Task to complete:
Please show all lines of the records that include "door".

==================================================

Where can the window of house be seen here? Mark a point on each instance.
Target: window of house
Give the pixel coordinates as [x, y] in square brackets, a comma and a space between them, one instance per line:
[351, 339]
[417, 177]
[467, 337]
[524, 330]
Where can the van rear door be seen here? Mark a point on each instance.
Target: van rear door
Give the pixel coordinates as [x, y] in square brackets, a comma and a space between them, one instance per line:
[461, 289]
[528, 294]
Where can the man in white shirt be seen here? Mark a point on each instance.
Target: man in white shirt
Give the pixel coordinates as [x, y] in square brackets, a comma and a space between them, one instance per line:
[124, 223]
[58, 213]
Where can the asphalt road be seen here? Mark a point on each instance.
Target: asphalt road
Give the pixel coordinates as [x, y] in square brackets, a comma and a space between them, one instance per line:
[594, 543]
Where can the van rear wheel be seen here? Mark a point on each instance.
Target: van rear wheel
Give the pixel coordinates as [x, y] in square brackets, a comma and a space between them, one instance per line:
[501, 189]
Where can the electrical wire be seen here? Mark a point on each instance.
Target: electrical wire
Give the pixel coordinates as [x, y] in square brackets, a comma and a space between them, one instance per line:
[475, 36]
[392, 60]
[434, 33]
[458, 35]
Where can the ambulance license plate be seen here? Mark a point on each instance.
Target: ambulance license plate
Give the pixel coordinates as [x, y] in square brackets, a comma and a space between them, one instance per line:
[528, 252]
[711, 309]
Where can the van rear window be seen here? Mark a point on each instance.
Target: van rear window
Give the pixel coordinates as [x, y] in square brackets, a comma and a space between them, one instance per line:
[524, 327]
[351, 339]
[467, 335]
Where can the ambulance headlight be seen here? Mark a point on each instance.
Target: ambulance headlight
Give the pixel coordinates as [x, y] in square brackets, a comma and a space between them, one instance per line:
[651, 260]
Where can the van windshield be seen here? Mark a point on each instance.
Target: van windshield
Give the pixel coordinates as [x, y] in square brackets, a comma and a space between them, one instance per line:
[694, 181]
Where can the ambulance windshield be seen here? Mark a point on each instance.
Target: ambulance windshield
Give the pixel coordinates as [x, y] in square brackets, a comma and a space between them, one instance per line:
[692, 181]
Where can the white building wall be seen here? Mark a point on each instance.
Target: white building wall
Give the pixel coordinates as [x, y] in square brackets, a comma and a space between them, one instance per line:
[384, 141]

==================================================

Answer section:
Where can the van rear door be seen here? Mark a point on each instance.
Target: van rear door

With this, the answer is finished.